▶ **Bereitgestellter Auszug**
□ □ □ □ □
Die Lösungsansätze umfassen nebst der Diversifizierung der Wirtschaft ein breites Massnahmenspektrum. Wie die Erfahrungen des Corona-Jahres zeigen, ist die Digitalisierung zunehmend wichtig. Im Jurabogen beispielsweise versucht das Projekt «Digital Arc Hub», die digitale Fitness von Unternehmen sichtbar zu machen und so Verbesserungen anzustossen. Die wichtigste Rolle spielt jedoch immer die Bevölkerung, sei es im Zuge der Qualifizierung der regionalen Akteurinnen und Akteure, wie sie von der NRP unter anderem mit dem Wissensmanagement von regiosuisse gefördert wird, oder des stärkeren Einbezugs der jungen Generation in die Entscheidungen zur regionalen Entwicklung. Das «Next Generation Lab» von regiosuisse hat diesbezüglich eine Möglichkeit aufgezeigt, wie das Ideenreservoir junger Erwachsener aktiviert werden kann.
□ □ □ □ □
Gespeicherte Dateneinträge
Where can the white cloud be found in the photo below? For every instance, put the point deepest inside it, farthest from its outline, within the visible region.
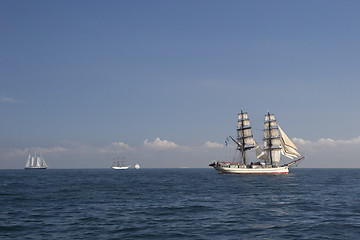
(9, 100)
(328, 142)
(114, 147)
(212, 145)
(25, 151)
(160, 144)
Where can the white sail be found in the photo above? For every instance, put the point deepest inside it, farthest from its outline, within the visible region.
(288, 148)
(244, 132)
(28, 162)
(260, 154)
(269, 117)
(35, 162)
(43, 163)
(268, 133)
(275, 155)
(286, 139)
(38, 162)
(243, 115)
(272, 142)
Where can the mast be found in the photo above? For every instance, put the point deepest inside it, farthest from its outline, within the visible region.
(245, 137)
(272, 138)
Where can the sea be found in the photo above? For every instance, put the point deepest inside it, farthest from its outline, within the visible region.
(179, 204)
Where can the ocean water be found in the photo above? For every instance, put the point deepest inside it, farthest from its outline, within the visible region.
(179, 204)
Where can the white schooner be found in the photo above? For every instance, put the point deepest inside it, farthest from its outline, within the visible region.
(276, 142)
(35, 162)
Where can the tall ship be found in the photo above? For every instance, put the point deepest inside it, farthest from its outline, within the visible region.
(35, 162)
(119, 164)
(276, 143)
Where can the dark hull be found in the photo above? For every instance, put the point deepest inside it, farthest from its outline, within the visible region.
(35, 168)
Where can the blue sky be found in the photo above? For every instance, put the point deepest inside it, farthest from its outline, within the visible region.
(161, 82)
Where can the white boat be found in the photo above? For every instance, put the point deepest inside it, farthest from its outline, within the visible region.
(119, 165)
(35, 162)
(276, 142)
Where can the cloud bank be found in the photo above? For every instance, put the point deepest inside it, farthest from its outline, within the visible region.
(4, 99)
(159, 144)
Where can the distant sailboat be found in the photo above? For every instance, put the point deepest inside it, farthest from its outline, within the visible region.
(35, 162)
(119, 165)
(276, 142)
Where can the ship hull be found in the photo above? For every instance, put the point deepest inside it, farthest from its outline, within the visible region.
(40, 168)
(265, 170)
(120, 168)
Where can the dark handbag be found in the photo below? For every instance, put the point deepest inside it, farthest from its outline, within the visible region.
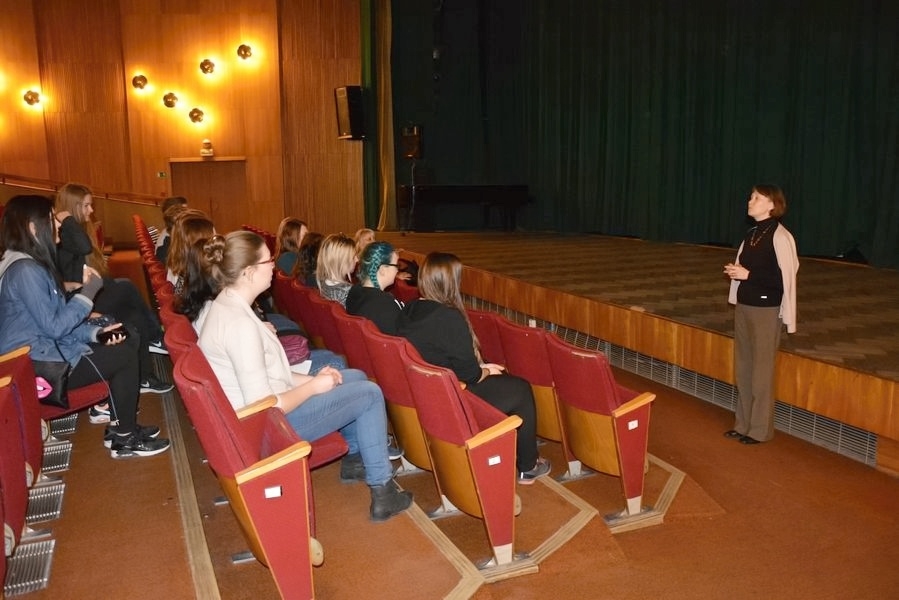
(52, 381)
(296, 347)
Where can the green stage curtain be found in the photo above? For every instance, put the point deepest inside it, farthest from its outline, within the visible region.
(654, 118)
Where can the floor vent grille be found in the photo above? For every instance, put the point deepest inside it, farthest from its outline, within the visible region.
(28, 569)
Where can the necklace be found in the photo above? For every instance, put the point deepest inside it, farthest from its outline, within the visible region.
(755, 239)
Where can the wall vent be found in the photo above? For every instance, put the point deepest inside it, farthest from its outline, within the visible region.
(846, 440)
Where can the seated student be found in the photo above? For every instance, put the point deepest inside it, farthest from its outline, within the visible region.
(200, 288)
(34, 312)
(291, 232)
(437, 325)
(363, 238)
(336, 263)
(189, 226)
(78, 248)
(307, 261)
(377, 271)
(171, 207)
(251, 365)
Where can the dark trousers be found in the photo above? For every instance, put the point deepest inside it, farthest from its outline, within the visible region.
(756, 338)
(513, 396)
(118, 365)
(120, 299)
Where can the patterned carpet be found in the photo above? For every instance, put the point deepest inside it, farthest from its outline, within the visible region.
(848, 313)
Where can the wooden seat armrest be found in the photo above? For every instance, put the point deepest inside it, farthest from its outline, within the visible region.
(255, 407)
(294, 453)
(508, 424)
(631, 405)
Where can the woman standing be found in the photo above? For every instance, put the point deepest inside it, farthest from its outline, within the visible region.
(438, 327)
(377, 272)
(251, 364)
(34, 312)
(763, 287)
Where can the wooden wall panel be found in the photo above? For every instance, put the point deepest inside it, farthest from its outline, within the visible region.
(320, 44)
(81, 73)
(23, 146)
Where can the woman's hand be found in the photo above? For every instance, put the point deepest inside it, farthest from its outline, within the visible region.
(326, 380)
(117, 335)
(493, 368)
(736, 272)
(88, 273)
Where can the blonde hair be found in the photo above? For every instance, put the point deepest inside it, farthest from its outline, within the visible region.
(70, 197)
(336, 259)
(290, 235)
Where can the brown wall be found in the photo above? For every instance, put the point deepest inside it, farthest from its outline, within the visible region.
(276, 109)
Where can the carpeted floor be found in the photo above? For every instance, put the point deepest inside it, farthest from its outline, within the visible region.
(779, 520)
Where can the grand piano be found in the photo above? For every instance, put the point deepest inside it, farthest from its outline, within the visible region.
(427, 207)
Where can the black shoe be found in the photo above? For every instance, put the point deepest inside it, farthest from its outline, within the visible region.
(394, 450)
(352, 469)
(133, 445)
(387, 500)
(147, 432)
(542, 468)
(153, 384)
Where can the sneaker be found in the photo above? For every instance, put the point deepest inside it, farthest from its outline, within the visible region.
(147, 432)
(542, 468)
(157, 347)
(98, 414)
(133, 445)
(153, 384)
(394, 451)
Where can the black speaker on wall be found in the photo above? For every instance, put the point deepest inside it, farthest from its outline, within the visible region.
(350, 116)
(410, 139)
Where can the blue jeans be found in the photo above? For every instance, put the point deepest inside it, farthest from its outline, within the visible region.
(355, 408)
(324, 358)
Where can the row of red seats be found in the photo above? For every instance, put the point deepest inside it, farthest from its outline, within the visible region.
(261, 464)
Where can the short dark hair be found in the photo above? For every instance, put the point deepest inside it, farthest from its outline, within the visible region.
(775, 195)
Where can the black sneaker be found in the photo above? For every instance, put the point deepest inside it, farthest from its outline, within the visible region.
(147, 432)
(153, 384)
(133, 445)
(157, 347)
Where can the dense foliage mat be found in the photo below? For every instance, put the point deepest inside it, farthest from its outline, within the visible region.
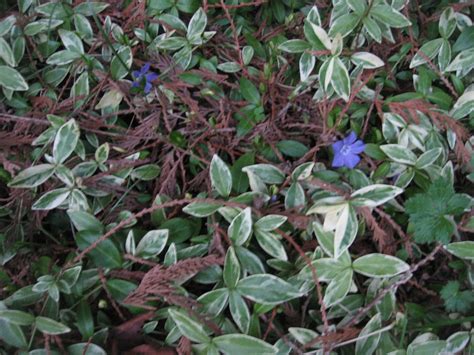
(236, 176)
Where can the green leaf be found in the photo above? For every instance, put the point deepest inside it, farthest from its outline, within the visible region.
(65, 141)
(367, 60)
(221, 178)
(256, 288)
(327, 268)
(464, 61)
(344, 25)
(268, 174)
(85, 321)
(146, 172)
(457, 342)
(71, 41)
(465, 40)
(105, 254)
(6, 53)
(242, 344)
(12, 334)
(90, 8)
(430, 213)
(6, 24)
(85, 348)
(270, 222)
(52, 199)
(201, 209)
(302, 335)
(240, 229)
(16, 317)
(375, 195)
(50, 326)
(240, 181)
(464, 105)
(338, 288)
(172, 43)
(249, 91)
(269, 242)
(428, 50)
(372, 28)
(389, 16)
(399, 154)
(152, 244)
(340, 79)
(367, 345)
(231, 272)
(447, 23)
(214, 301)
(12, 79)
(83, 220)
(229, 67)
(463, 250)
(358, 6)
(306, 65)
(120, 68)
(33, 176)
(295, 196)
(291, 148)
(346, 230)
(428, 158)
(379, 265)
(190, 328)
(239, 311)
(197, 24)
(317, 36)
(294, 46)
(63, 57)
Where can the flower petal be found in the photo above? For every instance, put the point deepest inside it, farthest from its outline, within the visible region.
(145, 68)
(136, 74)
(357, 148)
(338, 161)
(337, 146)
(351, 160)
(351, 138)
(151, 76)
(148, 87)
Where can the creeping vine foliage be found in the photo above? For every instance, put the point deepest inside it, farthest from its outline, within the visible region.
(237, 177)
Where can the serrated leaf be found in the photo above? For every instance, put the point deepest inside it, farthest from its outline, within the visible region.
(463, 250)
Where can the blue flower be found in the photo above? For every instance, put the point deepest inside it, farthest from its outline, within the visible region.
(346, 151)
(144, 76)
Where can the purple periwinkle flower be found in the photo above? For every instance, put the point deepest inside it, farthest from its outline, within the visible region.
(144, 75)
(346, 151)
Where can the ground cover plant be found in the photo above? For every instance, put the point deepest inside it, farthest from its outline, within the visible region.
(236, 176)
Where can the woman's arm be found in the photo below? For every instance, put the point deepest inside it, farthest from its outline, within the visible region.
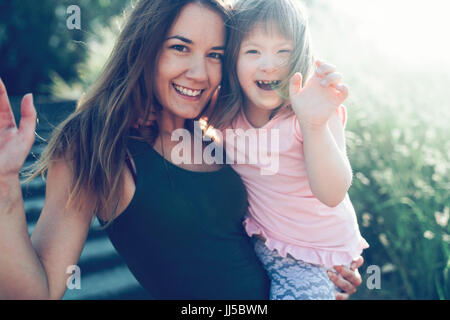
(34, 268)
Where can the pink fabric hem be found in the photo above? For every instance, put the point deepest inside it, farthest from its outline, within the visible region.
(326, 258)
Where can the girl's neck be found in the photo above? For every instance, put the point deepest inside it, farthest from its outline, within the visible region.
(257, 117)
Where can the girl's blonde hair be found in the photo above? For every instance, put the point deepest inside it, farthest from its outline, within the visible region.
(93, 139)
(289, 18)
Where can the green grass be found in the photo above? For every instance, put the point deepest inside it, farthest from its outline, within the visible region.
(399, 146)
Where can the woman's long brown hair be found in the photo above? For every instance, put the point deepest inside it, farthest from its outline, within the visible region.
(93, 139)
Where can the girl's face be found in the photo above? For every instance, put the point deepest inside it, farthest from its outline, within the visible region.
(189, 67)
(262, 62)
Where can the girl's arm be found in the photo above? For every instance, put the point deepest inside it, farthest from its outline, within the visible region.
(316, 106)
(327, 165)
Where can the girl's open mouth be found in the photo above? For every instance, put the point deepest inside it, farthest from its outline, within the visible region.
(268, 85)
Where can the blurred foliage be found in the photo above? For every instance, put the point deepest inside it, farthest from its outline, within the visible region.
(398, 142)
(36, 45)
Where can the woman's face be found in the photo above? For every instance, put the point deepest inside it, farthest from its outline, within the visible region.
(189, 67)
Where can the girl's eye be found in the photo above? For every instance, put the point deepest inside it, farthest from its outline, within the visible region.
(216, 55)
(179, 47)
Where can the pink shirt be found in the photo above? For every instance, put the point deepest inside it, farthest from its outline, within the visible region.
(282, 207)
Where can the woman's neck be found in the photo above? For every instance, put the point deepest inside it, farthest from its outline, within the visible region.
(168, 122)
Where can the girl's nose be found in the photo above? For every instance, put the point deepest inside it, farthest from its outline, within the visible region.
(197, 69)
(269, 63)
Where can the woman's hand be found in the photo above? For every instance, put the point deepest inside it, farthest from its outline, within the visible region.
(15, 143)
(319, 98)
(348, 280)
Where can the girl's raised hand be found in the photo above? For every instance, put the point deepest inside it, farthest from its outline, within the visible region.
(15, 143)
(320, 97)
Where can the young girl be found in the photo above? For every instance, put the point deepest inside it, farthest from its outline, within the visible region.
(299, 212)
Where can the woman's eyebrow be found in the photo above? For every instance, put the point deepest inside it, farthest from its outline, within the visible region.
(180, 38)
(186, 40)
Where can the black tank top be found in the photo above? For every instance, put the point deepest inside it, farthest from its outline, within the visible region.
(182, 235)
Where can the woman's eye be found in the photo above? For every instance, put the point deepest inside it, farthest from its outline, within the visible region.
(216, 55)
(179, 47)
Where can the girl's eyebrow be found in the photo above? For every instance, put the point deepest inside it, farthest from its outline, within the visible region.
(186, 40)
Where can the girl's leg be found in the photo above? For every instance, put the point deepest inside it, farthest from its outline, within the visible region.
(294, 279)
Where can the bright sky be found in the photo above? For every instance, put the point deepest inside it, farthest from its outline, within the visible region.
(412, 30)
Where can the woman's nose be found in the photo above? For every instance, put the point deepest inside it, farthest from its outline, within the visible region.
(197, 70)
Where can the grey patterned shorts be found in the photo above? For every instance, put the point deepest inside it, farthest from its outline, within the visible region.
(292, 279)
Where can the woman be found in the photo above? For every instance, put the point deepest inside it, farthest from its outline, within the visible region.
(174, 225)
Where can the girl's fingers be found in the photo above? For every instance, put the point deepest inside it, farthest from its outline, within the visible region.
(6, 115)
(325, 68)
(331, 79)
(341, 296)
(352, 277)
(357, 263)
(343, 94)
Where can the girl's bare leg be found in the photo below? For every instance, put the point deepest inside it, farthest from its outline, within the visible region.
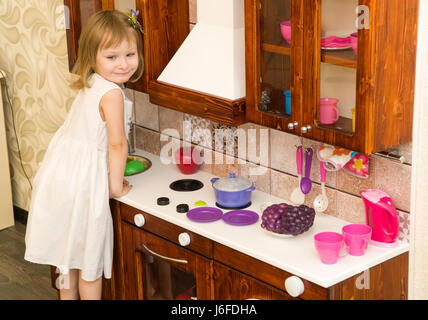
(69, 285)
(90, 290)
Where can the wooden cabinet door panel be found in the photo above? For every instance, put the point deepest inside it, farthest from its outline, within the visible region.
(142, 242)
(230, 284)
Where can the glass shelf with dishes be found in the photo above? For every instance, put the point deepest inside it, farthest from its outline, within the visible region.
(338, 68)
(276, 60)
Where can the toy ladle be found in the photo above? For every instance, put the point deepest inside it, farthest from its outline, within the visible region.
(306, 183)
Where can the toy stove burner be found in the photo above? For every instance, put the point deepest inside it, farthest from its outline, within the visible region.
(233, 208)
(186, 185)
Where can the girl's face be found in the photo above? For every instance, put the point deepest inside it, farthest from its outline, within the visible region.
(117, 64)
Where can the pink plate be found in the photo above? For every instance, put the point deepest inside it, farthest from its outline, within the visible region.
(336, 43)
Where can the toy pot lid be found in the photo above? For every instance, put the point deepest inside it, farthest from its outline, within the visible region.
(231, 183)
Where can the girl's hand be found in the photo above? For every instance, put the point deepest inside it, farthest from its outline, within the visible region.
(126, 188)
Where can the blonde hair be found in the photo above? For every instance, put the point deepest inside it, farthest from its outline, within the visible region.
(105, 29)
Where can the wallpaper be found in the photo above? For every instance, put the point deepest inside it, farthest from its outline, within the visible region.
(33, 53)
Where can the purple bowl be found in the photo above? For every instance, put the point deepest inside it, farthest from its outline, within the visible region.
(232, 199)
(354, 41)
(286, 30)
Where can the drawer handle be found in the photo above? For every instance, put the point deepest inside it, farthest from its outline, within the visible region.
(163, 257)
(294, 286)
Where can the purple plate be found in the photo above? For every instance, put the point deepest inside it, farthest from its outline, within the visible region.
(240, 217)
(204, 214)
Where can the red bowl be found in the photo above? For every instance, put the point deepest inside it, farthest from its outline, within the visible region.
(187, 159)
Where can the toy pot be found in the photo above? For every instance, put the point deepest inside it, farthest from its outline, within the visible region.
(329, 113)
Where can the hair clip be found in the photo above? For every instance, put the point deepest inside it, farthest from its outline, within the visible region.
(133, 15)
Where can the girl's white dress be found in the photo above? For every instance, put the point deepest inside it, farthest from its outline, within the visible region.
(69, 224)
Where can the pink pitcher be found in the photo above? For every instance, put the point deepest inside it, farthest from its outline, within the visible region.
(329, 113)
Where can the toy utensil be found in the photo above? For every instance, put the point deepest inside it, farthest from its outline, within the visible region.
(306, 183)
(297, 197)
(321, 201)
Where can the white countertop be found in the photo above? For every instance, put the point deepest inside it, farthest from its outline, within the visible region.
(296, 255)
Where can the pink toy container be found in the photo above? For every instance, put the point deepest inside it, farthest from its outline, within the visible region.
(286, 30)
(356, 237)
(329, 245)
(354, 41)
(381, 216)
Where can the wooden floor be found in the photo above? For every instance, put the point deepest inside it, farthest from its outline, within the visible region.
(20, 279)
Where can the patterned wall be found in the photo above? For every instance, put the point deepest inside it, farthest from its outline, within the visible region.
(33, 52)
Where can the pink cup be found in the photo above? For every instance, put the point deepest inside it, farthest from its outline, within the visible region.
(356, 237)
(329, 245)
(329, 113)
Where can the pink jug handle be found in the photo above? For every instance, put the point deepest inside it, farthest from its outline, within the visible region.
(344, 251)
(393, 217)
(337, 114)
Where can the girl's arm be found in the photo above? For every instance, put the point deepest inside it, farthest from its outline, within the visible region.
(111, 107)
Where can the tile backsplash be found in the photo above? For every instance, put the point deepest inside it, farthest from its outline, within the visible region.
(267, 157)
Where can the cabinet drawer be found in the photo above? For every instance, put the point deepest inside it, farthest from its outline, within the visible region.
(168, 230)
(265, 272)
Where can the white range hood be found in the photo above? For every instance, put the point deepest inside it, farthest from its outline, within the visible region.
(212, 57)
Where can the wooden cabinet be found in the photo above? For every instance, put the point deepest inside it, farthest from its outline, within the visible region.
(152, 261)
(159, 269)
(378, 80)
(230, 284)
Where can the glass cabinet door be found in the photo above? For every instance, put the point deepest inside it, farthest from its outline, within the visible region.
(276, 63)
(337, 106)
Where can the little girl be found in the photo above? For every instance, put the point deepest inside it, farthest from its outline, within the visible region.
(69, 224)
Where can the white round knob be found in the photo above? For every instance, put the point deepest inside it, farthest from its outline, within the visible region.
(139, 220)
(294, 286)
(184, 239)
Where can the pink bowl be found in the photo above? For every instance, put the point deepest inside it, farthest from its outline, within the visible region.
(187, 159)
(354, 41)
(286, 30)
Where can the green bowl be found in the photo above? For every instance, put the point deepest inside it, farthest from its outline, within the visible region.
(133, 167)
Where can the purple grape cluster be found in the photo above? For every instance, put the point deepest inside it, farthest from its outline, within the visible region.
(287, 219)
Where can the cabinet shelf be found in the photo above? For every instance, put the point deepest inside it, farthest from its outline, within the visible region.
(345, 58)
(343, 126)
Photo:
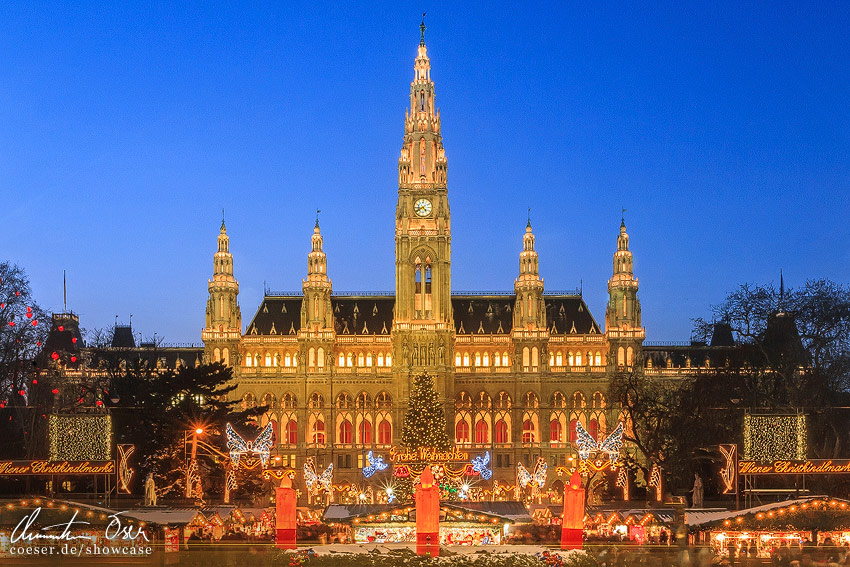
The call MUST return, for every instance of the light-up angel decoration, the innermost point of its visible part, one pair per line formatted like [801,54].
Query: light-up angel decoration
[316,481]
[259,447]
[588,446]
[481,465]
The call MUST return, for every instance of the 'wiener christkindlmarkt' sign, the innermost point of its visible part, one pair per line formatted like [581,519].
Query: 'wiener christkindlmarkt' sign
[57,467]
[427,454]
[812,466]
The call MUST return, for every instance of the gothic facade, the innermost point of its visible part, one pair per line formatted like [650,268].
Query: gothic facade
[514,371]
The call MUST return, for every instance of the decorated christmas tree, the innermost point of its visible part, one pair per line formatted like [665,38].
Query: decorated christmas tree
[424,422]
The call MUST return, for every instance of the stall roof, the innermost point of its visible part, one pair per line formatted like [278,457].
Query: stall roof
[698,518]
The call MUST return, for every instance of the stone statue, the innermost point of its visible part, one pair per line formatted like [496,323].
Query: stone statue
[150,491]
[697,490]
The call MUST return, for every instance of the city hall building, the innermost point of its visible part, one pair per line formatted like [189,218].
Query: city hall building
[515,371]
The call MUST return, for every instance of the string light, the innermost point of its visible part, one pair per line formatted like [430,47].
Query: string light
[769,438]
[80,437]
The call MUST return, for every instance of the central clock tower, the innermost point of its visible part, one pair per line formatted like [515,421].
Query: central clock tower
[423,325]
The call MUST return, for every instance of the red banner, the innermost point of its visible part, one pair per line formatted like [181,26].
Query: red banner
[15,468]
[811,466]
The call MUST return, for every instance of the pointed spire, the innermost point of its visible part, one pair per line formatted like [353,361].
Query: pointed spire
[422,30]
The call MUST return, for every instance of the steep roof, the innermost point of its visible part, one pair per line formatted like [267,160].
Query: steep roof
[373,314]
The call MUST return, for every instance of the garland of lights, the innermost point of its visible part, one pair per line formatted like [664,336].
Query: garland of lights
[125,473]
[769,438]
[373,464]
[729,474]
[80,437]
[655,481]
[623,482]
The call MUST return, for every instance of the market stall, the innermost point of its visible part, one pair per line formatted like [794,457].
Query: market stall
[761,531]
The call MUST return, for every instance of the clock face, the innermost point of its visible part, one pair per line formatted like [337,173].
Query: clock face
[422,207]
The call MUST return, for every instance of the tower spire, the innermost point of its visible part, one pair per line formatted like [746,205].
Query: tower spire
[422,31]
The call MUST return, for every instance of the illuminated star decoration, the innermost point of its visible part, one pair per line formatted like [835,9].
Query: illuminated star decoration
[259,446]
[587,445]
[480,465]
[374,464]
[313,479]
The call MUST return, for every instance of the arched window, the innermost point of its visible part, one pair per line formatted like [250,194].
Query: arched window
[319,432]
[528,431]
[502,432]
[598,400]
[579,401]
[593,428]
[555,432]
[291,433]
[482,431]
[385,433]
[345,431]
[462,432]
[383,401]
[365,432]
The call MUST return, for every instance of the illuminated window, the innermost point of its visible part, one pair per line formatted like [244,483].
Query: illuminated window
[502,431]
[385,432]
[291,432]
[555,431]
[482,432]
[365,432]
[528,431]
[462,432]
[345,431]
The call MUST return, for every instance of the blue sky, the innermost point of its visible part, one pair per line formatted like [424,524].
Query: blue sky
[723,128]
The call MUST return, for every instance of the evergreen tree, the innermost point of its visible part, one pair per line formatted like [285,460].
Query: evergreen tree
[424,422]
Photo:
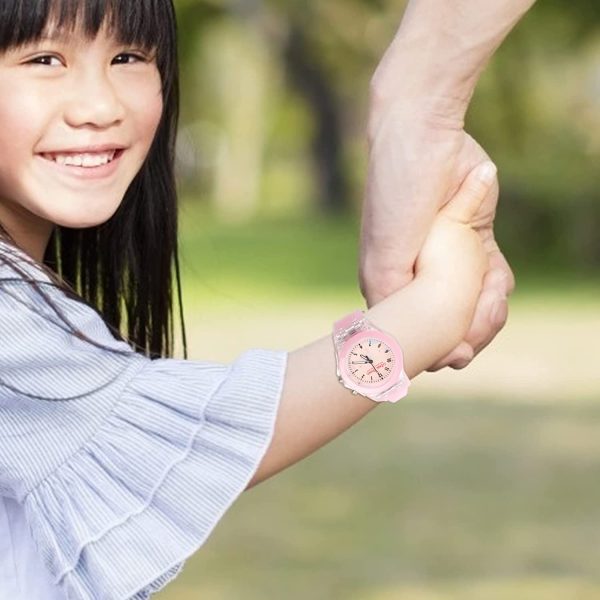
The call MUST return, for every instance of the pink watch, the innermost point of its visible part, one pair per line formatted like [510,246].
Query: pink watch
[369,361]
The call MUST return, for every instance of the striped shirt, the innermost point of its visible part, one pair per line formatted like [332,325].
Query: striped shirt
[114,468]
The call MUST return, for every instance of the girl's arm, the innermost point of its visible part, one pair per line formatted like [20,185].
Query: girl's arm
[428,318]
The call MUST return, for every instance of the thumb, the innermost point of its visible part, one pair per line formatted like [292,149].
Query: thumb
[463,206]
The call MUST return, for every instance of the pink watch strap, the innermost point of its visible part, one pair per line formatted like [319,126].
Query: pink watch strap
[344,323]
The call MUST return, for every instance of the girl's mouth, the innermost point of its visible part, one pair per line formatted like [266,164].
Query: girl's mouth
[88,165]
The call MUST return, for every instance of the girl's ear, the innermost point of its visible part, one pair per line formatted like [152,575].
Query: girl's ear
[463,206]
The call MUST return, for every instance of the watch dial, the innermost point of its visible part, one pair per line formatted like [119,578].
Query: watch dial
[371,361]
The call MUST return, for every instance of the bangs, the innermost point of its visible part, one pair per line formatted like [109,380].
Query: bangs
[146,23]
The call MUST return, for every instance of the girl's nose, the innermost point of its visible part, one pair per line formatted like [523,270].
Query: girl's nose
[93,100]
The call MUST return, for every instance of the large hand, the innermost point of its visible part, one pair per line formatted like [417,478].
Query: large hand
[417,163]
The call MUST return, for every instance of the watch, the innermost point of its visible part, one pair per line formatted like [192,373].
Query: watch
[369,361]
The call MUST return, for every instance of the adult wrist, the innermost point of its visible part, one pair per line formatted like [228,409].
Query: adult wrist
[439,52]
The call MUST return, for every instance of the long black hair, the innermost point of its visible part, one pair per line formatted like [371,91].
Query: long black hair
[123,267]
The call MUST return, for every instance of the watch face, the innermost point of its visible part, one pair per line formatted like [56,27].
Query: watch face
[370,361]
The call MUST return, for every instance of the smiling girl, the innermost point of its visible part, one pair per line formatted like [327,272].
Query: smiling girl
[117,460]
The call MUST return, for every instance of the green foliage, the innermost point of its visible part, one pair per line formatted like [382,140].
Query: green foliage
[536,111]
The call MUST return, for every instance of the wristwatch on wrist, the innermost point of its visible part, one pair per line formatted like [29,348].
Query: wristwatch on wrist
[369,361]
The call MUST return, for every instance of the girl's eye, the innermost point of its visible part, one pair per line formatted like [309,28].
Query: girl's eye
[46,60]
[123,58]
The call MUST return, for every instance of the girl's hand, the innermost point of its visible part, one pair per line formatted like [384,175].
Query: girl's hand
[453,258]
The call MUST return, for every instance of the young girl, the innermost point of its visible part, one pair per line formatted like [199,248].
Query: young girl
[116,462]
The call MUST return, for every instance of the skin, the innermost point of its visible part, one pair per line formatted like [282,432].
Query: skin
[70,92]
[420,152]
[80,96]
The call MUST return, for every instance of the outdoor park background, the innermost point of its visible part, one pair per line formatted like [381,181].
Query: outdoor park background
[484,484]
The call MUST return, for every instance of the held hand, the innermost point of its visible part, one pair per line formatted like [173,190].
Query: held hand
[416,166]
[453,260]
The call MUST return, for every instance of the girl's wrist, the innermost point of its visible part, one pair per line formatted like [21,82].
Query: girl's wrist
□ □ □ □ □
▶ **Ihre Aufgaben**
1. Welches Projekt im Jurabogen versucht laut dem Auszug, die digitale Fitness von Unternehmen sichtbar zu machen?
2. Sammeln Sie alle Zeilen aus den Datensätzen, in denen das Wort „building“ vorkommt.
Der Auszug und die Datensätze haben nichts miteinander zu tun.

▶ **Endgültige Antworten**
1. Das Projekt «Digital Arc Hub».

2.
The call MUST return, for every instance of the city hall building, the innermost point of its visible part, one pair per line formatted like [189,218].
Query: city hall building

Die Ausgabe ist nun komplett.